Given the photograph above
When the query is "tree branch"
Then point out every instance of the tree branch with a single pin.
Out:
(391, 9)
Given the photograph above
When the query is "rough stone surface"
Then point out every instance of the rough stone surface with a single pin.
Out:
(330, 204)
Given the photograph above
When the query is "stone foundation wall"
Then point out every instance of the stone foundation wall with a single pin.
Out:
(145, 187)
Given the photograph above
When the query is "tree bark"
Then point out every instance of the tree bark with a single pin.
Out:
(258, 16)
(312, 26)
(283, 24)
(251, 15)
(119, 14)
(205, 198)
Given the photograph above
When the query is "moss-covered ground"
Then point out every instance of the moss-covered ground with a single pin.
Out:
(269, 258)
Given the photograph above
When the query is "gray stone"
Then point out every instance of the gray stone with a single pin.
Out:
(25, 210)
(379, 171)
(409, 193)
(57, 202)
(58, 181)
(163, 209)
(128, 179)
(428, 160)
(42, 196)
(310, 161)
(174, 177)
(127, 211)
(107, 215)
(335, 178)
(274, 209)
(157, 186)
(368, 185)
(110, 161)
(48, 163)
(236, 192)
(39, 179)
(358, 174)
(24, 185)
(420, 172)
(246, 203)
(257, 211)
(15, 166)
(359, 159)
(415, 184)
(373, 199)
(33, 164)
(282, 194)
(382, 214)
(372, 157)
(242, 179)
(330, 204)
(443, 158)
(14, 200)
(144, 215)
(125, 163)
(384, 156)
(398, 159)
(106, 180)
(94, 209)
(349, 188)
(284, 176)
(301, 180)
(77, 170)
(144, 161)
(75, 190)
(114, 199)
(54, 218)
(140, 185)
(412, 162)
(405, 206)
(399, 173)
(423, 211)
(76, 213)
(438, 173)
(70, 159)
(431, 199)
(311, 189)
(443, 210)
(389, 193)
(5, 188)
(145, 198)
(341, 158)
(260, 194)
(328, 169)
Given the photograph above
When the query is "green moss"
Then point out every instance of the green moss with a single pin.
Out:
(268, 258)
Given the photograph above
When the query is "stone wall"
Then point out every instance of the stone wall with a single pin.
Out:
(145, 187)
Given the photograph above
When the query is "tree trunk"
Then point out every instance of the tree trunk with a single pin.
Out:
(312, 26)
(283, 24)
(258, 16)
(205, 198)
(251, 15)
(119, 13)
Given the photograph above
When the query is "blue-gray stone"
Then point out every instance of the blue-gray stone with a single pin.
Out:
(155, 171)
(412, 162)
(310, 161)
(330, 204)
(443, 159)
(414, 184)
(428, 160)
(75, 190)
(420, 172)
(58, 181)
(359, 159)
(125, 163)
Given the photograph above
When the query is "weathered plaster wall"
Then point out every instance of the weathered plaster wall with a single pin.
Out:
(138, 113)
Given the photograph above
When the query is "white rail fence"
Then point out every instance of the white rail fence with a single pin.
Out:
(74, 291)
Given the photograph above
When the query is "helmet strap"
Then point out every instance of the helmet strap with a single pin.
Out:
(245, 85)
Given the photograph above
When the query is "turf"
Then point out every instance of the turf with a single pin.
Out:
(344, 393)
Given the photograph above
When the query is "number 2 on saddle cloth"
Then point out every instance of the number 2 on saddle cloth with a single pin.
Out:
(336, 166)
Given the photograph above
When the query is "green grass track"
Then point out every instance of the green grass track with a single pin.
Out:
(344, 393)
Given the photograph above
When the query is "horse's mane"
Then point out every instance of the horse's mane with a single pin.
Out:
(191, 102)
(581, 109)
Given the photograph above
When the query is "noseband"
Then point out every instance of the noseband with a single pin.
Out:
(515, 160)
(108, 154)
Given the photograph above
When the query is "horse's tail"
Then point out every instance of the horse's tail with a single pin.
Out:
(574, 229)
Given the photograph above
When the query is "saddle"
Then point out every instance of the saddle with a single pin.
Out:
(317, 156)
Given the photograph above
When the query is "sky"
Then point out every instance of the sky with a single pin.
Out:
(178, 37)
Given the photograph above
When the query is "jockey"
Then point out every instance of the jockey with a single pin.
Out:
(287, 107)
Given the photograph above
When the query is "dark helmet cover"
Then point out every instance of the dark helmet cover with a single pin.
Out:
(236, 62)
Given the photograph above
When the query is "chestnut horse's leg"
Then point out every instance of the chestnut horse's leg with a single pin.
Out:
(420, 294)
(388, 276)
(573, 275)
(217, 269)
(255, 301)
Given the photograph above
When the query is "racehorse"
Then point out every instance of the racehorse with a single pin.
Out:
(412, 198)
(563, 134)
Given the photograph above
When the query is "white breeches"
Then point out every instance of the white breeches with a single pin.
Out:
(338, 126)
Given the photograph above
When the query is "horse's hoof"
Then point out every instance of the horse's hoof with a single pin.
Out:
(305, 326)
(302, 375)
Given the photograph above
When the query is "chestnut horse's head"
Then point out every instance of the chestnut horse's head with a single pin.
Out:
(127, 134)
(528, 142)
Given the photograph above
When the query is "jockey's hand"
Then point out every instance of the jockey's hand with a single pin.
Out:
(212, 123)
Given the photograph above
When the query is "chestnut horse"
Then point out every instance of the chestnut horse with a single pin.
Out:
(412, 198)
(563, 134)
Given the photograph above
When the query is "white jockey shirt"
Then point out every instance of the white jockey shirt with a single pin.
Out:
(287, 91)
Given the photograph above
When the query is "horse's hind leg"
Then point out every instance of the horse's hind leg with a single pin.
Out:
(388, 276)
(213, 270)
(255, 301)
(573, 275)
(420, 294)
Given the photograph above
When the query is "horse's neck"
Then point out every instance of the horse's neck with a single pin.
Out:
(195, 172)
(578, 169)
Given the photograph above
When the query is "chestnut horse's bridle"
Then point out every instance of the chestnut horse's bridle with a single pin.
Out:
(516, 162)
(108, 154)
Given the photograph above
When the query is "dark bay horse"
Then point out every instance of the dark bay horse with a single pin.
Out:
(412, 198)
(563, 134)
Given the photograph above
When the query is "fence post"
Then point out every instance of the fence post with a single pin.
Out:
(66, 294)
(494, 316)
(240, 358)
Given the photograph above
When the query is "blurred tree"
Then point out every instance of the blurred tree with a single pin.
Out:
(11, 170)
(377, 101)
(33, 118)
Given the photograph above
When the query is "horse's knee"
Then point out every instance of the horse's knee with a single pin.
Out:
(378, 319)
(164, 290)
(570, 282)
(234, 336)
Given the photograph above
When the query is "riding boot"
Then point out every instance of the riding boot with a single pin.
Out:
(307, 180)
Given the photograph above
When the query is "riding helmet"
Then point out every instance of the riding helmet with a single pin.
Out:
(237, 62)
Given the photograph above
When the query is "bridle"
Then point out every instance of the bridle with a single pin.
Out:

○ ○ ○

→ Aim of the exercise:
Write out all the lines again, exactly as they are.

→ Reply to the exercise:
Given the photograph above
When the query is "tree branch"
Then point out every instance of the tree branch with a single pin.
Out:
(391, 9)
Given the photograph above
When the query is "rough stone surface"
Then point out every instance of the rough stone surface with a single pin.
Out:
(330, 204)
Given the photograph above
When the query is "stone foundation wall"
Then point out every instance of the stone foundation wall with a single pin.
Out:
(145, 187)
Given the photograph above
When the query is "tree bark"
Then point out every instance of the tree bark with a single pin.
Out:
(258, 16)
(312, 26)
(283, 24)
(251, 15)
(119, 14)
(205, 198)
Given the photograph above
When the query is "moss-covered ground"
Then point out every instance of the moss-covered ground with a single pin.
Out:
(269, 258)
Given the photograph above
When the query is "gray stone"
Then point out every instance of the gray stone with a single pin.
Out:
(25, 210)
(379, 171)
(409, 193)
(57, 202)
(58, 181)
(163, 209)
(128, 179)
(428, 160)
(42, 196)
(310, 161)
(174, 177)
(127, 211)
(107, 215)
(335, 178)
(274, 209)
(157, 186)
(368, 185)
(110, 161)
(48, 163)
(236, 192)
(39, 179)
(358, 174)
(24, 185)
(420, 172)
(246, 203)
(257, 211)
(15, 166)
(359, 159)
(415, 184)
(373, 199)
(33, 164)
(282, 194)
(382, 214)
(372, 157)
(242, 179)
(330, 204)
(443, 158)
(14, 200)
(144, 215)
(125, 163)
(384, 156)
(398, 159)
(106, 180)
(94, 209)
(349, 188)
(284, 176)
(301, 180)
(77, 170)
(144, 161)
(75, 190)
(114, 199)
(54, 218)
(140, 185)
(412, 162)
(405, 206)
(399, 173)
(423, 211)
(76, 213)
(438, 173)
(70, 159)
(431, 199)
(311, 189)
(443, 210)
(389, 193)
(5, 188)
(145, 198)
(341, 158)
(260, 194)
(328, 169)
Given the photograph above
When the query is "green moss"
Then point out every instance of the green moss with a single pin.
Out:
(268, 258)
Given the photograph above
When the query is "stone wall"
Then point out every instance of the stone wall with a single pin.
Out:
(145, 187)
Given the photograph above
When the query is "tree trunk"
Then point out every instance of the tree trunk with a single pin.
Out:
(312, 26)
(283, 24)
(258, 16)
(205, 198)
(251, 15)
(119, 13)
Given the photograph above
When the query is "blue-gray stone"
Then point out every instance of the blue-gray stone with a single pin.
Out:
(155, 171)
(412, 162)
(310, 161)
(330, 204)
(443, 159)
(414, 184)
(428, 160)
(75, 190)
(420, 172)
(58, 181)
(359, 159)
(125, 163)
Given the photograph above
When the query is "weathered plaster wall"
Then point out every instance of the weathered plaster wall with a single pin.
Out:
(138, 113)
Given the photograph above
When the query is "white rail fence"
Then point out every instance of the white rail fence with a single pin.
Out:
(74, 291)
Given the photograph above
When the query is "helmet strap"
Then point out every instance of the helmet strap with a single pin.
Out:
(245, 85)
Given the photograph above
When the query is "turf"
Then point out every instance of the turf with a single pin.
Out:
(344, 393)
Given the photograph above
When the query is "number 2 on saddle cloth"
Then point out every instance of the number 2 on saddle cloth with a single pin.
Out:
(336, 166)
Given the photograph above
When the query is "green grass track"
Then point out every instance of the green grass track with a single pin.
Out:
(344, 393)
Given the photograph above
When the query is "horse's mane"
Then point out every instance of the horse's mane with a single pin.
Out:
(191, 102)
(581, 109)
Given the photograph above
When the query is "noseband"
Then point out every instance of the noseband with a single pin.
Out:
(515, 160)
(108, 154)
Given the photograph above
When the query is "horse's tail"
Then point out every instance of the horse's tail with a single pin.
Out:
(574, 229)
Given the photograph above
When the query is "saddle"
Then point out every instance of the saddle with a single pin.
Out:
(317, 156)
Given the photograph above
When the query is "sky"
Then point out every instance of the sky with a single pin.
Out:
(178, 37)
Given the photograph above
When the query is "jockey"
Then point out every instance of the jockey with a single pin.
Out:
(287, 107)
Given the photograph above
When the query is "dark helmet cover"
Then point out every instance of the dark helmet cover with a single pin.
Out:
(236, 62)
Given the photograph above
When the query is "chestnut horse's leg"
Then point out every instance of the chestnut horse's leg with a single pin.
Out:
(420, 294)
(388, 276)
(573, 275)
(217, 269)
(255, 301)
Given the photograph above
When the query is "racehorse"
Then point out every instance of the racehorse with a single pin.
Out:
(412, 198)
(563, 134)
Given the photograph above
When the query is "white breeches"
Then point out every instance of the white breeches with a single pin.
Out:
(338, 126)
Given the photograph above
When the query is "horse's hoof"
Then point out every instance of the horse's hoof with a single pin.
Out:
(305, 326)
(302, 375)
Given the photograph above
When the query is "chestnut horse's head"
Then point out every instance of the chestnut horse's head with a single pin.
Out:
(127, 134)
(528, 142)
Given the photograph above
When the query is "jockey's hand"
Then point out every instance of the jockey's hand with a single pin.
Out:
(212, 123)
Given the photograph above
When the query is "chestnut horse"
Then point out every instance of the chestnut horse with a single pin.
Out:
(412, 198)
(563, 134)
Given the photograph above
When the query is "white jockey shirt"
Then point out every instance of the white jockey shirt with a single pin.
Out:
(287, 91)
Given the photograph above
When the query is "horse's hind leg"
Then point out every instance of the horse's hind leg with a single pin.
Out:
(388, 276)
(213, 270)
(255, 301)
(573, 275)
(420, 294)
Given the photograph above
When the query is "horse's neck"
Then point out every instance of the horse's neck with a single pin.
Out:
(195, 172)
(578, 169)
Given the photograph above
When the query is "chestnut horse's bridle"
Then point out every instance of the chestnut horse's bridle with a single pin.
Out:
(516, 162)
(108, 154)
Given the photograph above
When the query is "dark bay horse"
Then point out every instance of the dark bay horse with a single pin.
Out:
(412, 198)
(563, 134)
Given the photograph above
When the query is "fence post"
Then point out every instance of the fence post with a single pin.
Out:
(66, 294)
(494, 316)
(240, 358)
Given the photograph above
When the query is "blurred tree"
Then point out every instance of the blurred tree with a single pin.
Out:
(11, 170)
(377, 101)
(33, 118)
Given the photograph above
When the query is "horse's knee"
Then point out every instance of the horse's knee with a single pin.
Out:
(378, 319)
(164, 290)
(570, 282)
(234, 336)
Given the photograph above
When the query is "riding boot"
Then point out every instance of the riding boot with a single pin.
Out:
(307, 180)
Given the photograph above
When the query is "riding helmet"
Then point out every instance of the riding helmet with a single pin.
Out:
(237, 62)
Given the photograph above
When the query is "bridle"
Then point out every instance of the bridle with a single pin.
Out:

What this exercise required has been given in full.